Table of Contents

Class TtsOptions

Namespace
AiDotNet.Audio.TextToSpeech
Assembly
AiDotNet.dll

Configuration options for text-to-speech models.

public class TtsOptions
Inheritance
TtsOptions
Inherited Members

Remarks

TTS (Text-to-Speech) converts written text into natural-sounding speech. Modern TTS uses a two-stage pipeline: 1. Acoustic Model (e.g., FastSpeech2): Converts text to mel spectrogram 2. Vocoder (e.g., HiFi-GAN): Converts mel spectrogram to audio waveform

For Beginners: Think of TTS as the opposite of speech recognition. The acoustic model decides "what should this text sound like" (intonation, timing), and the vocoder makes it actually sound like speech.

Properties

AcousticModelPath

Gets or sets the path to the acoustic model (FastSpeech2) ONNX file.

public string? AcousticModelPath { get; set; }

Property Value

string

Energy

Gets or sets the energy/volume level. 1.0 = normal.

public double Energy { get; set; }

Property Value

double

FftSize

Gets or sets the FFT size.

public int FftSize { get; set; }

Property Value

int

GriffinLimIterations

Gets or sets the number of Griffin-Lim iterations if used.

public int GriffinLimIterations { get; set; }

Property Value

int

HopLength

Gets or sets the hop length.

public int HopLength { get; set; }

Property Value

int

Language

Gets or sets the language code for multi-lingual models.

public string? Language { get; set; }

Property Value

string

NumMels

Gets or sets the number of mel channels.

public int NumMels { get; set; }

Property Value

int

OnnxOptions

Gets or sets the ONNX execution options.

public OnnxModelOptions OnnxOptions { get; set; }

Property Value

OnnxModelOptions

PitchShift

Gets or sets the pitch shift in semitones. 0 = normal, negative = lower, positive = higher.

public double PitchShift { get; set; }

Property Value

double

SampleRate

Gets or sets the output sample rate.

public int SampleRate { get; set; }

Property Value

int

SpeakerId

Gets or sets the speaker ID for multi-speaker models.

public int? SpeakerId { get; set; }

Property Value

int?

SpeakingRate

Gets or sets the speaking rate multiplier. 1.0 = normal speed, 0.5 = half speed, 2.0 = double speed.

public double SpeakingRate { get; set; }

Property Value

double

UseGriffinLimFallback

Gets or sets whether to use Griffin-Lim as a fallback vocoder.

public bool UseGriffinLimFallback { get; set; }

Property Value

bool

VocoderModelPath

Gets or sets the path to the vocoder (HiFi-GAN) ONNX file.

public string? VocoderModelPath { get; set; }

Property Value

string

▶ [Given exercise 1]
Render this sentence from the text-to-speech options page above in Spanish: "Gets or sets whether to use Griffin-Lim as a fallback vocoder."
▶ [Given exercise 2]
Extract every line of the listing below that contains the word "wall". Case counts, so only matches with the same capitalization qualify.

Location identification entries:
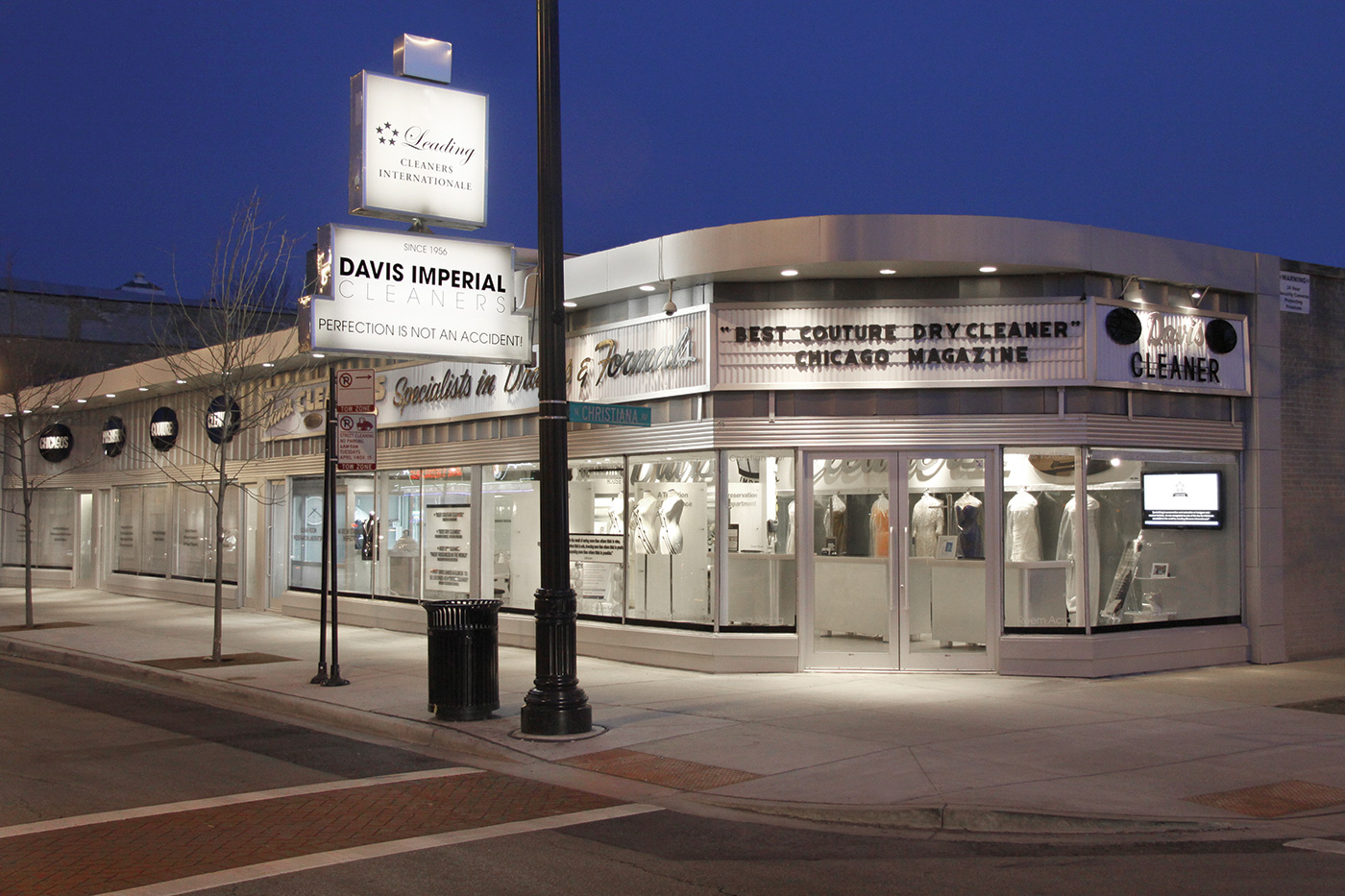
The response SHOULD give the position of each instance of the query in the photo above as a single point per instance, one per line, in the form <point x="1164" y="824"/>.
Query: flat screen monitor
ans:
<point x="1184" y="499"/>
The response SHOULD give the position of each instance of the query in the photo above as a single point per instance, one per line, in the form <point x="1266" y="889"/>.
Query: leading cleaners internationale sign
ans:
<point x="413" y="295"/>
<point x="417" y="150"/>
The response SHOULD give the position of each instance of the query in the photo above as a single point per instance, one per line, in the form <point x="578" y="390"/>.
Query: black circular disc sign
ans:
<point x="1123" y="326"/>
<point x="113" y="436"/>
<point x="163" y="428"/>
<point x="54" y="443"/>
<point x="222" y="419"/>
<point x="1220" y="335"/>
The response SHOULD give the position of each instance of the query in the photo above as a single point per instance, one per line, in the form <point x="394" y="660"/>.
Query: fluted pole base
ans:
<point x="555" y="705"/>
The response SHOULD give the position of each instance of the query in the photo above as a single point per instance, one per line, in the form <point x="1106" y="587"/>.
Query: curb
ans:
<point x="289" y="708"/>
<point x="964" y="819"/>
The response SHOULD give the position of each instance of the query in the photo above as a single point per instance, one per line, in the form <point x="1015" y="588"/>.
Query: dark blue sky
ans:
<point x="134" y="128"/>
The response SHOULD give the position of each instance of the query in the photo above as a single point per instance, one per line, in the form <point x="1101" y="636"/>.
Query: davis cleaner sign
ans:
<point x="413" y="295"/>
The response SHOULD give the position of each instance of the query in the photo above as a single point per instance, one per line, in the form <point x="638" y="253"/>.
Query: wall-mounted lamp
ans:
<point x="1133" y="289"/>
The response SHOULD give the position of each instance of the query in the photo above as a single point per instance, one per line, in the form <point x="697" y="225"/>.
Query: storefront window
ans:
<point x="155" y="530"/>
<point x="759" y="547"/>
<point x="143" y="530"/>
<point x="401" y="534"/>
<point x="1167" y="537"/>
<point x="1044" y="576"/>
<point x="128" y="530"/>
<point x="511" y="534"/>
<point x="12" y="522"/>
<point x="598" y="536"/>
<point x="53" y="527"/>
<point x="447" y="494"/>
<point x="195" y="521"/>
<point x="672" y="539"/>
<point x="306" y="533"/>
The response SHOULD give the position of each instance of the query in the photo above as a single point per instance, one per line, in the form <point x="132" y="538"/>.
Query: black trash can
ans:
<point x="464" y="674"/>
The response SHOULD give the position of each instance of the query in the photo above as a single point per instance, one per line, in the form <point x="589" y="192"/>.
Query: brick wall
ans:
<point x="1313" y="426"/>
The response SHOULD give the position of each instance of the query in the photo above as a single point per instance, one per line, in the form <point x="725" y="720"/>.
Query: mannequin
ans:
<point x="925" y="525"/>
<point x="1065" y="550"/>
<point x="1022" y="537"/>
<point x="834" y="522"/>
<point x="968" y="525"/>
<point x="670" y="525"/>
<point x="646" y="523"/>
<point x="880" y="526"/>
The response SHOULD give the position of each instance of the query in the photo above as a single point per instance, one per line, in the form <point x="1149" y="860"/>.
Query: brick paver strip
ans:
<point x="118" y="855"/>
<point x="1274" y="801"/>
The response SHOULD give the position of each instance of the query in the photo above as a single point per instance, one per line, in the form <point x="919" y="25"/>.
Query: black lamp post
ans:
<point x="555" y="704"/>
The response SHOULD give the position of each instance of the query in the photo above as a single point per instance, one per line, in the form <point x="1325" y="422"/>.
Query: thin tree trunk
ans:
<point x="217" y="648"/>
<point x="27" y="527"/>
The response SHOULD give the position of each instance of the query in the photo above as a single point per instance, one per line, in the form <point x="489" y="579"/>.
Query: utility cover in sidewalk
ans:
<point x="6" y="630"/>
<point x="1334" y="705"/>
<point x="1273" y="801"/>
<point x="184" y="664"/>
<point x="659" y="770"/>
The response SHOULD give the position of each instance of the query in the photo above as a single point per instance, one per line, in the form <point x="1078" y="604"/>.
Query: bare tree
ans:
<point x="242" y="325"/>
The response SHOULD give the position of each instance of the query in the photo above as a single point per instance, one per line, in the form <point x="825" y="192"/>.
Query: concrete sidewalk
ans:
<point x="1147" y="755"/>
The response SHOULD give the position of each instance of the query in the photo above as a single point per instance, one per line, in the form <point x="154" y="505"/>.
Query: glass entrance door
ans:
<point x="900" y="560"/>
<point x="851" y="623"/>
<point x="947" y="553"/>
<point x="85" y="576"/>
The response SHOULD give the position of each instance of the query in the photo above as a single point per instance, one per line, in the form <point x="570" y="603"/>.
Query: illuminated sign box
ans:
<point x="417" y="151"/>
<point x="407" y="295"/>
<point x="1183" y="499"/>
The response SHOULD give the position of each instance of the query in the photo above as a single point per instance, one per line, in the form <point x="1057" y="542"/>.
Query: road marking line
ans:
<point x="232" y="799"/>
<point x="377" y="851"/>
<point x="1318" y="845"/>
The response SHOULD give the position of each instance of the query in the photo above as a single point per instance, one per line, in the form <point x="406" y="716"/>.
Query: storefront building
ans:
<point x="881" y="443"/>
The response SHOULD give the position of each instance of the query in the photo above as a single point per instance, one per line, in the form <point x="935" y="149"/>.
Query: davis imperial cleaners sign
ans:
<point x="417" y="150"/>
<point x="413" y="295"/>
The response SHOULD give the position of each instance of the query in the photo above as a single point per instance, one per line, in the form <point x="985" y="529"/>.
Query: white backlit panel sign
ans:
<point x="1167" y="349"/>
<point x="417" y="151"/>
<point x="413" y="295"/>
<point x="896" y="346"/>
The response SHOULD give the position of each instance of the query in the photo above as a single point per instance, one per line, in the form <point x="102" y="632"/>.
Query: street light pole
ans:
<point x="555" y="705"/>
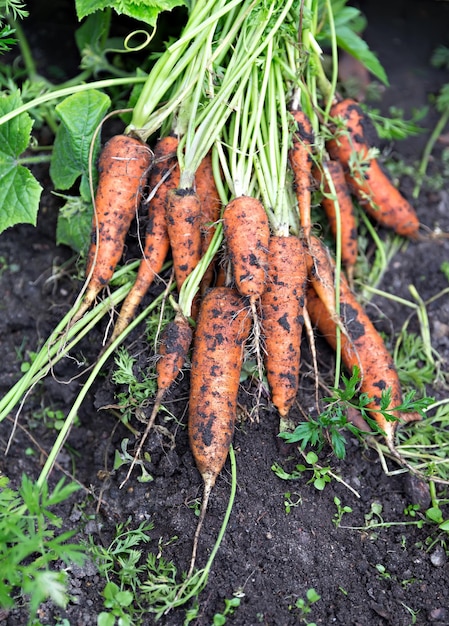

▶ [Full answer 1]
Obtiene o establece si se usa Griffin-Lim como vocoder de respaldo.

▶ [Full answer 2]
Query: wall-mounted lamp
Query: brick wall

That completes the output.